:: Records from a collection ::
--------------------------------------------------

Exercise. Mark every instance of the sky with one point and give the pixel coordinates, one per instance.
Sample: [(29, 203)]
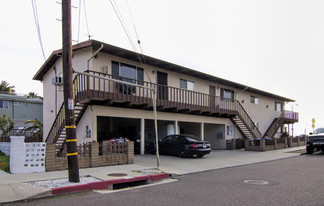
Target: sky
[(273, 45)]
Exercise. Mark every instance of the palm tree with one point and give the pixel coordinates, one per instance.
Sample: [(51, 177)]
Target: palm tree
[(6, 88)]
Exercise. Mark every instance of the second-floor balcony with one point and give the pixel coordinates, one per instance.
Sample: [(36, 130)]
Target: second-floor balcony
[(102, 88)]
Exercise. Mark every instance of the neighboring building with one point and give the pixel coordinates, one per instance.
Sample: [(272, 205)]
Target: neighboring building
[(188, 101), (21, 109)]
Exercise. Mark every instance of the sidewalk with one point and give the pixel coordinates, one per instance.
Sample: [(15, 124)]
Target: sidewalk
[(13, 187)]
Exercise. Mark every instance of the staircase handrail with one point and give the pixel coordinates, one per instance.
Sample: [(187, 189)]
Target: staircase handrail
[(55, 130), (248, 120)]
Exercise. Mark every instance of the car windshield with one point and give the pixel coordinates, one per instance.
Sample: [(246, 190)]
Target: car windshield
[(192, 139), (319, 130)]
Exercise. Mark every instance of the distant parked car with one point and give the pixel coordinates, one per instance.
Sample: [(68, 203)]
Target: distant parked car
[(315, 141), (183, 146), (119, 139)]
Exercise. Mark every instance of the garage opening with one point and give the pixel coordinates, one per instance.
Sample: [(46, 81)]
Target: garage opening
[(164, 129), (190, 128), (116, 127), (215, 135)]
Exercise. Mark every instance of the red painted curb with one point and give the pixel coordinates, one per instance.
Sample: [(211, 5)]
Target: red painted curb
[(105, 184)]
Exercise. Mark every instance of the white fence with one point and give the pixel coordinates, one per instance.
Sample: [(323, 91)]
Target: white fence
[(26, 157)]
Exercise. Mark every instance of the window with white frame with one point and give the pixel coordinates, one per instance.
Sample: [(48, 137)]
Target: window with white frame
[(255, 125), (254, 100), (186, 84), (4, 104), (278, 106), (227, 94), (128, 72)]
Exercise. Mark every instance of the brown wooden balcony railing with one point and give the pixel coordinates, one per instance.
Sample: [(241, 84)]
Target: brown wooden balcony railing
[(88, 88)]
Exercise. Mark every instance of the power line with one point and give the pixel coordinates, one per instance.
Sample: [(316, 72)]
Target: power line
[(79, 20), (86, 19), (37, 26), (138, 39), (125, 28)]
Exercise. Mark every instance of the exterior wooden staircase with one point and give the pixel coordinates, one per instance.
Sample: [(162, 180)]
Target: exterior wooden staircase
[(57, 133), (245, 124), (286, 117)]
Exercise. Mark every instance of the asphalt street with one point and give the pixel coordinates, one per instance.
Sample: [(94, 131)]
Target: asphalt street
[(291, 181)]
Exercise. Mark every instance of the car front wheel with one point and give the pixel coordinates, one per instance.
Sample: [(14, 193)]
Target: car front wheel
[(182, 153), (309, 150)]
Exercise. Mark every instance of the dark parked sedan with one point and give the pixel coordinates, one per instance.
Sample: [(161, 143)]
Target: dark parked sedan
[(183, 146)]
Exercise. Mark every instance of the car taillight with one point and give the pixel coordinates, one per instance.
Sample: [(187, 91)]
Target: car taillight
[(194, 145)]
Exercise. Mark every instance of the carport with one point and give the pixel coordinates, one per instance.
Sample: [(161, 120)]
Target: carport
[(115, 127), (215, 134), (193, 128), (164, 128)]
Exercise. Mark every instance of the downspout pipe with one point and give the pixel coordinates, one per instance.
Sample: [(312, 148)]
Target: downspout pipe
[(93, 55)]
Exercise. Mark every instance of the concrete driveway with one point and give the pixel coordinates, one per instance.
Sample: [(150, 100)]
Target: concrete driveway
[(217, 159)]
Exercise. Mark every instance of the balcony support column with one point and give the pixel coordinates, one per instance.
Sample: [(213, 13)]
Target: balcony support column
[(176, 127), (202, 131), (142, 136)]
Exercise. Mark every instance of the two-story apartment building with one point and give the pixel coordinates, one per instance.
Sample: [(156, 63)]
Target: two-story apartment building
[(188, 101), (20, 108)]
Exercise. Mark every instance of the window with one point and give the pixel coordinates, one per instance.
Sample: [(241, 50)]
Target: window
[(127, 73), (4, 104), (278, 107), (254, 125), (227, 94), (229, 130), (186, 84), (130, 73), (254, 100)]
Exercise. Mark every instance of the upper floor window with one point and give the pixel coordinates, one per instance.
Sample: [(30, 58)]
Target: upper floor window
[(128, 72), (4, 104), (227, 94), (278, 107), (186, 84), (254, 100)]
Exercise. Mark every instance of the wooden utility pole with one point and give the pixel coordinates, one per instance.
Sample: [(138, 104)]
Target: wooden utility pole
[(70, 127)]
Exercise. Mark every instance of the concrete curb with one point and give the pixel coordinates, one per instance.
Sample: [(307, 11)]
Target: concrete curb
[(106, 184)]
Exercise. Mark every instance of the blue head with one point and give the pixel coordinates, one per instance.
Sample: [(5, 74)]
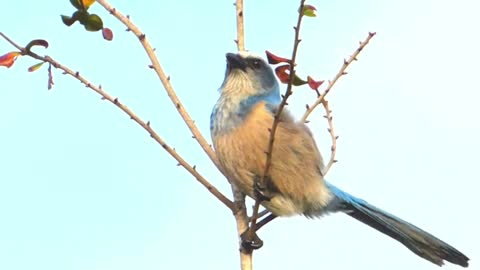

--------------------------------------------------

:: The problem ::
Without including any pictures, repeat the records above exactly.

:: Result of this task ::
Exercise. Mark every instance of the sky with one point and give the pixel coordinates, one per instance.
Sample: [(29, 203)]
Target: sky
[(273, 45)]
Exercise. Mark every instance of the palm tree with one point and give the pixel coordinates, one per instance.
Sample: [(51, 177)]
Target: palm tree
[(6, 88)]
Exercise. Mark every instance of the second-floor balcony with one point and give the pixel coordinates, one per instance.
Sample: [(36, 130)]
Target: second-floor balcony
[(102, 88)]
Exercise. Mark every instance of the neighboring building with one point and give the pixel coordinates, one per instance.
Sample: [(272, 205)]
Target: neighboring building
[(188, 101), (21, 109)]
Exercise. Mark every instance of the sidewalk with one point and give the pixel coordinates, one per instance.
Sample: [(15, 124)]
Target: sidewalk
[(13, 187)]
Exercise. Mark every instance of the staircase handrail with one point and give the pixel coordinates, one per instance.
Sample: [(187, 189)]
Target: staircase handrail
[(55, 130), (248, 120)]
Exercise. Mark every instance of the car windshield with one point and give the pixel coordinates, one per instance.
Sample: [(246, 190)]
Target: car windshield
[(192, 139), (319, 130)]
Exercise. Mark every instance of the distant parked car with one point and give the pixel coordinates, one per instance.
Sample: [(68, 203)]
Target: distant parked car
[(315, 141), (183, 146), (119, 139)]
Exercise. Mark every instance of the garage opening with one point and give the pixel coordinates, one per instance.
Sample: [(46, 81)]
Target: garage opening
[(164, 129), (190, 128), (116, 127), (215, 135)]
Exercise. Mark every instance of the red painted curb with one point and give the pixel coordinates, one per instance.
Sample: [(211, 5)]
Target: red painted curb
[(105, 184)]
Exercise. Mark every instance of the white fence with one point and give the pixel coordinates, one per instance.
Sample: [(323, 91)]
Target: white fence
[(26, 157)]
Exercise. Mark every instance of the window with white frame with one point and give the pixel coordinates, one per instance.
Sample: [(48, 137)]
Target: window with white frame
[(255, 125), (254, 100), (186, 84), (4, 104), (278, 106), (227, 94), (128, 72)]
Exercise. Mark every instance of the brown wooden balcony railing with one point and give the pixel coordinates, one per instance.
Sample: [(241, 84)]
Target: brown wooden balcony railing
[(88, 88)]
Exercise. Mark every instance of the power line with one point and give the pixel coordinates, one per instance.
Sample: [(316, 72)]
Target: power line
[(79, 20), (86, 19), (37, 26), (138, 39), (125, 28)]
Exercise. Mark every instance of the exterior wooden staircase with one point and give the pixel coordinates, one per instance.
Sample: [(162, 180)]
Target: exterior wooden staircase
[(57, 133), (245, 124), (286, 117)]
Exercise. Mark every instance of the asphalt street with one point and give the pixel coordinates, one per instance.
Sample: [(94, 131)]
Target: asphalt street
[(291, 181)]
Exercise. Mark every instance of the car front wheel with one point and give the pixel coordinates, one per instance.
Sample: [(14, 193)]
Target: car front wheel
[(182, 153), (309, 150)]
Exercise. Mark every instance of the dark parked sedan with one point and give the pixel coordinates, one per instance.
Sample: [(161, 143)]
Target: dark parked sedan
[(183, 146)]
Exercise. Mark every instance of the car taillight with one point and give the pixel coordinates, one per instance.
Sample: [(187, 91)]
Target: car taillight
[(194, 145)]
Exercise. Mark every instance of the carport with one point and give the pixel coordinates, one per instance.
Sample: [(161, 120)]
Target: carport
[(115, 127), (215, 134), (193, 128), (164, 128)]
Exercise. Mark every instance of the downspout pipe with one point and give the pixel coordinates, one per instance.
Sample: [(312, 148)]
Target: downspout pipe
[(93, 55)]
Exercise. Mark every instance of the concrete driveway with one point and give the pixel coordinates, one per instance.
Sample: [(150, 100)]
Target: concrete driveway
[(217, 159)]
Exercise. Mark every instance of the balcony support column with one point and give the pixel coordinates, one per instance.
Sample: [(213, 13)]
Target: balcony support column
[(176, 127), (202, 131), (142, 136)]
Exercise. Mark every instance of the two-story apartment building with one point and give the pixel coordinates, one per instance.
Sample: [(156, 63)]
Target: two-story apartment building
[(188, 101), (20, 108)]
Exercise. Mark every instance of the window with one point and give the pixel coordinates, one per instance.
Sample: [(241, 50)]
Target: window
[(127, 73), (4, 104), (278, 107), (254, 125), (227, 94), (229, 130), (186, 84), (130, 73), (254, 100)]
Exercise. Mark every instance of the upper floor window with one point and give the pixel coordinates, one per instance.
Sample: [(30, 58)]
Target: upper floor window
[(128, 72), (4, 104), (227, 94), (278, 107), (186, 84), (254, 100)]
Exercise. Mark every instance of the wooden utility pole with one point and give the pixel coordinates, one per instance.
Sample: [(138, 104)]
Target: wooden utility pole
[(70, 127)]
Exercise. Mark every instance of the concrete curb with one point and give the pixel coordinates, one per instance.
Sample: [(307, 11)]
Target: concrete curb
[(106, 184)]
Exercise. Mark every instance of the blue head with one point and give the pixel coordinates, one per instance.
Sample: [(5, 74)]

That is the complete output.